EXERCISE BRIEF: Scan the entries below for the word "ground" and copy every line where it turns up.

[Stored data entries]
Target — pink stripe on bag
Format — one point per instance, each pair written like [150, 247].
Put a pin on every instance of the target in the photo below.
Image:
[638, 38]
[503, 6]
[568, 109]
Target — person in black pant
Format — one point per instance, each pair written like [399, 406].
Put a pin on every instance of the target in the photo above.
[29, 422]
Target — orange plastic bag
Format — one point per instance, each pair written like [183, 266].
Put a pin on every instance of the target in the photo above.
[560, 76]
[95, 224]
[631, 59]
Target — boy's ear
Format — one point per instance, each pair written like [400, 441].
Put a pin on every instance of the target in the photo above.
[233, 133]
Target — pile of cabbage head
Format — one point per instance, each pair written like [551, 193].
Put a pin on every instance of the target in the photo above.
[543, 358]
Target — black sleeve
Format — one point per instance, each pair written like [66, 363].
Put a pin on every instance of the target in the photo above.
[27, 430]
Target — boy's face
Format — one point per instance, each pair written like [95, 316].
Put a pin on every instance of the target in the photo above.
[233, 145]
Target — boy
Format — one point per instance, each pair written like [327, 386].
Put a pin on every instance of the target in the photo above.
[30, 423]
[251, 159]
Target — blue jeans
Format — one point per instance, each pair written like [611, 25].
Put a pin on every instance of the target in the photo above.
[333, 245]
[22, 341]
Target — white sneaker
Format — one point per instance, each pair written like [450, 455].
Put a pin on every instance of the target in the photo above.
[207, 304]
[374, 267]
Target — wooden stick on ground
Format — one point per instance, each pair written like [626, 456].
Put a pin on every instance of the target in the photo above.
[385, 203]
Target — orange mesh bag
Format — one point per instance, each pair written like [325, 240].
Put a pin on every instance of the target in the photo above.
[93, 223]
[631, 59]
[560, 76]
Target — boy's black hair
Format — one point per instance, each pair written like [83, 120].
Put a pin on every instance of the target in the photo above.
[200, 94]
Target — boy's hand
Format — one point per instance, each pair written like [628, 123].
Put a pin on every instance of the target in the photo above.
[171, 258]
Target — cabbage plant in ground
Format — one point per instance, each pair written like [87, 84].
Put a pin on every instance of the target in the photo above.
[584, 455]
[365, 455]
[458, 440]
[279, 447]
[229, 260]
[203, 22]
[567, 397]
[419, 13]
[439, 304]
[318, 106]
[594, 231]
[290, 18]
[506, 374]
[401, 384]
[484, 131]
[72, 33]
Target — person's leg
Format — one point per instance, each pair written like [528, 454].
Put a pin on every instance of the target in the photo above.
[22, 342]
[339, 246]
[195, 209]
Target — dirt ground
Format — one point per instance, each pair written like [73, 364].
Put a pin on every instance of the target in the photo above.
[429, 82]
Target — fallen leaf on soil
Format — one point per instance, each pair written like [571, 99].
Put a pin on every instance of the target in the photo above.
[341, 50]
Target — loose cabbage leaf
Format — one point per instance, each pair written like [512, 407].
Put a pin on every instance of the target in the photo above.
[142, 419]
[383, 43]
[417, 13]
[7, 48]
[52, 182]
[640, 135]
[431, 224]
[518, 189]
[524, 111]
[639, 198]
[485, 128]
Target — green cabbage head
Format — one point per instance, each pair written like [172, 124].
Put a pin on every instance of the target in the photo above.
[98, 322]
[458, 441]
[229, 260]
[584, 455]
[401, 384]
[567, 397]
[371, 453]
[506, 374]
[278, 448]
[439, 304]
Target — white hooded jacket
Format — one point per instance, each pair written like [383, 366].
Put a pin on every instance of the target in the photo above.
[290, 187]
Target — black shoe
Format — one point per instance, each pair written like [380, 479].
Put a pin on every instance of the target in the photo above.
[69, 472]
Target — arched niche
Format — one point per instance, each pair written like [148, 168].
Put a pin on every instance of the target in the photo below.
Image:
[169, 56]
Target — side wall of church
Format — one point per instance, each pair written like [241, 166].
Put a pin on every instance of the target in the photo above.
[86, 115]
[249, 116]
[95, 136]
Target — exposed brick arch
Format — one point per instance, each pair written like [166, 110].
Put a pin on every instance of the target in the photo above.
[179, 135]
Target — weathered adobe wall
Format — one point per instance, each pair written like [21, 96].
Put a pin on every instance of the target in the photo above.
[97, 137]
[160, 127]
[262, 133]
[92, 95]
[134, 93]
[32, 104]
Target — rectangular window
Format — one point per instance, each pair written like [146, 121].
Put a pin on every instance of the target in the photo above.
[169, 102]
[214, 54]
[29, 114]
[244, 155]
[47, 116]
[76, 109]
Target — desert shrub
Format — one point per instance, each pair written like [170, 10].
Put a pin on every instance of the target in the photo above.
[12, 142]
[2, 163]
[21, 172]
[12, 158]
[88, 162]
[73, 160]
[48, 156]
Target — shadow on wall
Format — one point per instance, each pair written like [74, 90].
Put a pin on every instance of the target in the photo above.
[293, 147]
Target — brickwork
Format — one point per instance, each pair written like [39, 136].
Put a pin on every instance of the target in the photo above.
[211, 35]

ANSWER FOR THE TASK:
Target — wooden stick on ground
Target — cabbage plant in ground
Target — dirt ground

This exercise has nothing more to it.